Exercise – Using the listing below, set down exactly the lines starting at the line that contains "Target: white trim" and ending at the line that contains "Target: white six-panel door", both included, and no others.

Material provided –
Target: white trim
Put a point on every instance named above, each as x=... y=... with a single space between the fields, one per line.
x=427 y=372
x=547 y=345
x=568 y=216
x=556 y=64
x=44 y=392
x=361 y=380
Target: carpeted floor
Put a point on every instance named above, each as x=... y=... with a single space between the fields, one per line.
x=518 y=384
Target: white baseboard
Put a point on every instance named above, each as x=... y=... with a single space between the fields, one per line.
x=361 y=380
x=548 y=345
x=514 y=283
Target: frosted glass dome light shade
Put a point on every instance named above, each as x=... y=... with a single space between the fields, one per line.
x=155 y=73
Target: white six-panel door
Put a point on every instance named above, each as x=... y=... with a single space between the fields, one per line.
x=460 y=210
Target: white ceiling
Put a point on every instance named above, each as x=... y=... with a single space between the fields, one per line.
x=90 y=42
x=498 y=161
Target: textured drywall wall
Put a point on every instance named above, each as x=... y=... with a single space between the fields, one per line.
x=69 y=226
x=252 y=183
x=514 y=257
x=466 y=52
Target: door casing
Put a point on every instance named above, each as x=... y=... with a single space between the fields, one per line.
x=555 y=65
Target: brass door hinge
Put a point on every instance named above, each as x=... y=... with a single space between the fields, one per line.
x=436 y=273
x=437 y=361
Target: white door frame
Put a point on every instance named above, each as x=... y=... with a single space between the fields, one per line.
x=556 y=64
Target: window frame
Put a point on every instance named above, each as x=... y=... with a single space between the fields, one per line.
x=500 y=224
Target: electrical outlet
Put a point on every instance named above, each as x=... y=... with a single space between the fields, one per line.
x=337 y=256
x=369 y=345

---

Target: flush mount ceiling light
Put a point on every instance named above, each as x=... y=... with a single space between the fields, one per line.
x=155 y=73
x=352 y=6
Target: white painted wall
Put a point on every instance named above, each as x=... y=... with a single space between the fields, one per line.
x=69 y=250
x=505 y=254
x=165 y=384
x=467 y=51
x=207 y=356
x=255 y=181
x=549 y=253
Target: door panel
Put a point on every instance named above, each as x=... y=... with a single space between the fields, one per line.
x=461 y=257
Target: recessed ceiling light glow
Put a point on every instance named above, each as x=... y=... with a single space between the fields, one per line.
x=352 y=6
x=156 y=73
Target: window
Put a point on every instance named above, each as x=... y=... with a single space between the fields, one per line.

--

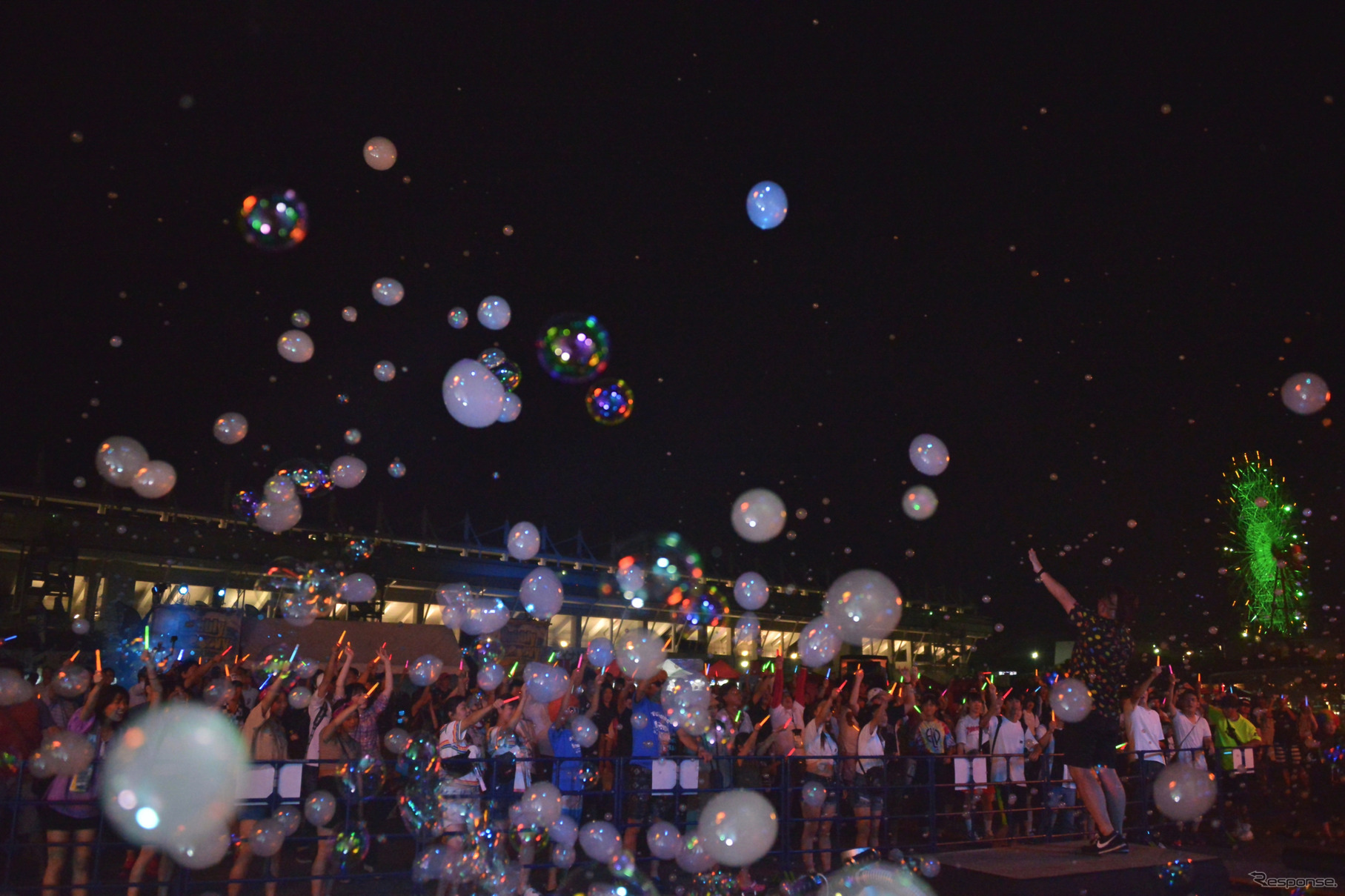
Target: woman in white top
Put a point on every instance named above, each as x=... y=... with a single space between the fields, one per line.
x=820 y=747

Solution for this problem –
Target: white trim
Put a point on every instance named above, each as x=... y=... with a single space between the fields, one per line.
x=427 y=372
x=547 y=345
x=568 y=216
x=556 y=64
x=44 y=392
x=361 y=380
Target: carpeted floor
Put a point on every instance named above, each as x=... y=... with a single space between the fields, one per line.
x=518 y=384
Target: white baseboard
Put a point on every instance named above, each as x=... y=... with a single space between the fields, one per line.
x=361 y=380
x=548 y=345
x=514 y=283
Target: frosted glass dome light shade
Put a point on every instance named above, each as x=... y=... with a single space between the fields, one per line.
x=155 y=73
Target: white six-panel door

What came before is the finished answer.